*ARTICLE*.

# Recommendations on breeding Boer to Nubian?



## potentialfarm (Apr 11, 2011)

I'm considering adding Boer into our little herd of PB Nubians. I realize that Boers can have BIG kids, and am concerned about my girls possibly having difficulty kidding. 
My does this year are 2nd fresheners, having each kidded twins for the last 2 years with no issues. I will also be breeding a doeling this fall if she is large enough.

Does anyone have any recommendations or input for me, maybe something I should be aware of? 

Thanks in advance! Any advice is appreciated!


----------



## Saanens N Alpines (Oct 20, 2010)

I had a friend that bred a boer buck to a nubian regularly and did not have problems. I bred my nubian to him and she had a single 10 lb baby girl one year and twin 7 ish lb. girls the next time. All went well. That's all I know about it!


----------



## toth boer goats (Jul 20, 2008)

It is Ok.. to breed a boer buck to a Nubian Doe.... I did it in the past ..with no issues.... :wink:


----------



## amylawrence (May 19, 2011)

my husband's coworker who got us started with goats breeds a Boer buck with Nubian does, so we have his offspring half-and-halfs. He claims the mixing of breed makes for good meat, don't know if that's just his opinion or there is any truth in it. Both our starter does from him were excellent with kidding, and now we have a Savannah buck we are breeding to them and their offspring.


----------



## 20kidsonhill (Feb 28, 2011)

We have boer/nubian, they do great.


----------



## Calico Patch Farm (Mar 8, 2011)

We have a friend with 2 boer does and a nubian buck. One year their kid (human) had the Grand Champion market wether at the show. Their buck is huge compared to the does and they haven't had problems.

*LISTED RECORDS*.

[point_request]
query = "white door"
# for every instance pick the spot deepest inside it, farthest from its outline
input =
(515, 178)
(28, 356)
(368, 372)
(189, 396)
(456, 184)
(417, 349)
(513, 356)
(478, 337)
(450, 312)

*INSTRUCTIONS*.
1/ Translate this sentence from the goat-breeding thread into Spanish: "Their buck is huge compared to the does and they haven't had problems."
2/ Rewrite the stretch of the goat-breeding thread from "I'm considering adding" through "advice is appreciated!", swapping "twins" for "triplets".

*RESULTS BY TASK*.
1/ Su macho es enorme en comparación con las hembras y no han tenido problemas.

2/
I'm considering adding Boer into our little herd of PB Nubians. I realize that Boers can have BIG kids, and am concerned about my girls possibly having difficulty kidding. 
My does this year are 2nd fresheners, having each kidded triplets for the last 2 years with no issues. I will also be breeding a doeling this fall if she is large enough.

Does anyone have any recommendations or input for me, maybe something I should be aware of? 

Thanks in advance! Any advice is appreciated!